_TASK REQUIREMENTS:_ Retype every one of the following rows word for word, leaving the pictures out of your answer.

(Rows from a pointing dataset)

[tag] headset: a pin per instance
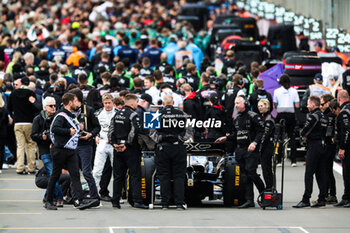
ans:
(246, 102)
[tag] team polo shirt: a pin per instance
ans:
(285, 99)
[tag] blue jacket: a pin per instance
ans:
(170, 50)
(196, 53)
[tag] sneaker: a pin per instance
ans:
(85, 203)
(342, 203)
(318, 204)
(331, 200)
(96, 204)
(182, 206)
(50, 206)
(11, 160)
(140, 205)
(302, 205)
(22, 173)
(116, 205)
(106, 198)
(246, 205)
(68, 201)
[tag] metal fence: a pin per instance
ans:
(333, 13)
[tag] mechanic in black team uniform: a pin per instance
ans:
(171, 154)
(343, 140)
(266, 147)
(123, 135)
(248, 128)
(331, 148)
(64, 134)
(314, 131)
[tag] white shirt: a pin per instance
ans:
(285, 99)
(154, 92)
(178, 101)
(105, 117)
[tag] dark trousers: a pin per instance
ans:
(315, 164)
(248, 162)
(2, 152)
(171, 165)
(331, 150)
(64, 158)
(346, 175)
(85, 156)
(266, 164)
(106, 178)
(122, 161)
(290, 123)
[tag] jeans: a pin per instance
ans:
(85, 155)
(25, 144)
(103, 151)
(64, 158)
(8, 154)
(47, 161)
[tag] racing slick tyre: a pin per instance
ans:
(303, 66)
(301, 80)
(233, 186)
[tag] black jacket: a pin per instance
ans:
(248, 127)
(19, 106)
(86, 116)
(169, 133)
(42, 123)
(230, 96)
(269, 129)
(343, 127)
(218, 113)
(140, 111)
(56, 93)
(258, 95)
(61, 128)
(330, 132)
(125, 127)
(315, 126)
(4, 120)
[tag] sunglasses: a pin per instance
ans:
(324, 103)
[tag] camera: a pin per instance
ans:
(82, 133)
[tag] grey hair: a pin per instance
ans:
(47, 100)
(28, 56)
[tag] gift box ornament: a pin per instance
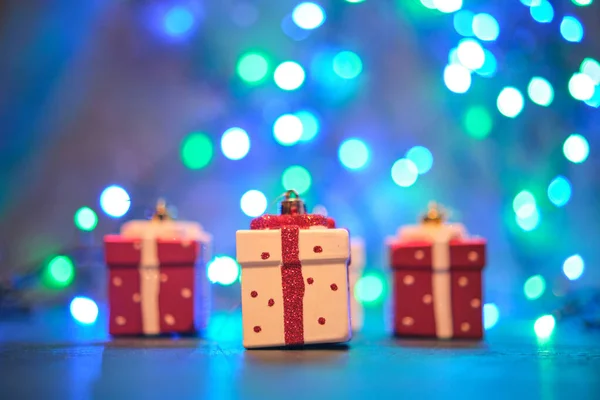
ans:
(437, 288)
(157, 281)
(294, 278)
(356, 269)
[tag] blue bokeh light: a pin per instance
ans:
(571, 29)
(84, 310)
(178, 21)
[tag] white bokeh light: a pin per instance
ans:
(289, 75)
(115, 201)
(235, 143)
(308, 15)
(253, 203)
(288, 129)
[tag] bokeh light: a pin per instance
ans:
(421, 157)
(353, 154)
(559, 191)
(573, 267)
(581, 86)
(491, 315)
(571, 29)
(534, 287)
(510, 102)
(178, 21)
(59, 272)
(543, 12)
(235, 143)
(308, 15)
(252, 68)
(287, 129)
(457, 78)
(544, 326)
(289, 75)
(115, 201)
(576, 148)
(347, 65)
(369, 289)
(86, 219)
(310, 125)
(540, 91)
(447, 6)
(463, 23)
(404, 172)
(223, 270)
(485, 27)
(253, 203)
(296, 178)
(84, 310)
(196, 150)
(477, 122)
(470, 54)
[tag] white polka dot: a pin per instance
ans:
(169, 319)
(473, 256)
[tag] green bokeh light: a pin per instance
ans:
(296, 178)
(252, 68)
(196, 151)
(59, 272)
(347, 65)
(370, 289)
(534, 287)
(86, 219)
(478, 122)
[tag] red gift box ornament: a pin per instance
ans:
(294, 278)
(437, 279)
(157, 282)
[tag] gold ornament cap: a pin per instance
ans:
(292, 204)
(161, 212)
(435, 215)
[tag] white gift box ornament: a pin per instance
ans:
(295, 284)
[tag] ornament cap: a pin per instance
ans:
(161, 212)
(435, 215)
(292, 204)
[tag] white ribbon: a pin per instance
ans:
(149, 232)
(440, 236)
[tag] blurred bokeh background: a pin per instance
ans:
(370, 109)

_EXPECTED ANSWER:_
[tag] headset: a pin per instance
ans:
(246, 102)
[tag] team polo shirt: a pin per instance
ans:
(285, 99)
[tag] blue jacket: a pin per instance
ans:
(170, 50)
(196, 53)
[tag] sneaker: a pin per instance
ans:
(85, 203)
(342, 203)
(318, 204)
(331, 200)
(96, 204)
(182, 206)
(50, 206)
(11, 160)
(140, 205)
(302, 205)
(22, 173)
(116, 205)
(106, 198)
(246, 205)
(68, 201)
[tag] metal fence: a pin per instance
ans:
(333, 13)
[tag] mechanic in black team uniform: a pin per instance
ans:
(171, 154)
(343, 140)
(266, 147)
(123, 135)
(248, 128)
(331, 148)
(64, 134)
(314, 131)
[tag] white shirt: a pin per instance
ans:
(285, 99)
(154, 92)
(178, 101)
(105, 117)
[tag] dark trousers: a pin per instance
ans:
(315, 164)
(248, 162)
(2, 152)
(171, 165)
(331, 150)
(64, 158)
(346, 175)
(85, 156)
(266, 164)
(106, 178)
(122, 161)
(290, 123)
[tag] jeans: a pin per instance
ans:
(85, 155)
(25, 144)
(103, 151)
(64, 158)
(8, 154)
(47, 161)
[tag] racing slick tyre: a pin per instance
ans:
(303, 66)
(301, 80)
(233, 186)
[tag] black jacket: a pin per instance
ans:
(248, 127)
(19, 106)
(86, 116)
(169, 133)
(42, 123)
(230, 96)
(269, 129)
(343, 127)
(218, 113)
(140, 111)
(56, 93)
(258, 95)
(61, 128)
(330, 132)
(125, 127)
(315, 126)
(4, 120)
[tag] sunglasses: a pin per instance
ans:
(324, 103)
[tag] camera: a pin per instance
ans:
(82, 133)
[tag] grey hair: a pin per instance
ans:
(47, 100)
(28, 56)
[tag] gift box ornament: a pin per instance
ans:
(437, 288)
(157, 281)
(294, 278)
(356, 269)
[tag] blue bokeh light: a pin per instance
ans:
(571, 29)
(84, 310)
(178, 21)
[tag] white bokeh light: a pin per instance
ans:
(289, 75)
(115, 201)
(235, 143)
(308, 15)
(253, 203)
(288, 129)
[tag] bokeh light: a pin per instance
ans:
(421, 157)
(353, 154)
(559, 191)
(573, 267)
(581, 86)
(491, 315)
(571, 29)
(534, 287)
(510, 102)
(178, 21)
(59, 272)
(543, 12)
(235, 143)
(308, 15)
(252, 68)
(287, 129)
(457, 78)
(544, 326)
(289, 75)
(115, 201)
(576, 148)
(347, 65)
(369, 289)
(86, 219)
(310, 125)
(540, 91)
(447, 6)
(463, 23)
(404, 172)
(223, 270)
(485, 27)
(253, 203)
(296, 178)
(84, 310)
(196, 150)
(477, 122)
(470, 54)
[tag] white polka dot: a pin per instance
ans:
(169, 319)
(473, 256)
[tag] green bokeh light: a pin per instance
ans:
(296, 178)
(252, 68)
(196, 151)
(59, 272)
(347, 65)
(370, 289)
(534, 287)
(86, 219)
(478, 122)
[tag] red gift box ornament: a pin per instance
ans:
(294, 278)
(437, 279)
(157, 282)
[tag] gold ornament cap: a pin per instance
ans:
(292, 204)
(161, 212)
(435, 215)
[tag] white gift box ornament: a pin per instance
ans:
(295, 284)
[tag] ornament cap: a pin per instance
ans:
(161, 212)
(435, 215)
(292, 204)
[tag] white ribbon: a pin per instance
ans:
(149, 232)
(440, 236)
[tag] blurred bokeh background: a pin per instance
ans:
(370, 109)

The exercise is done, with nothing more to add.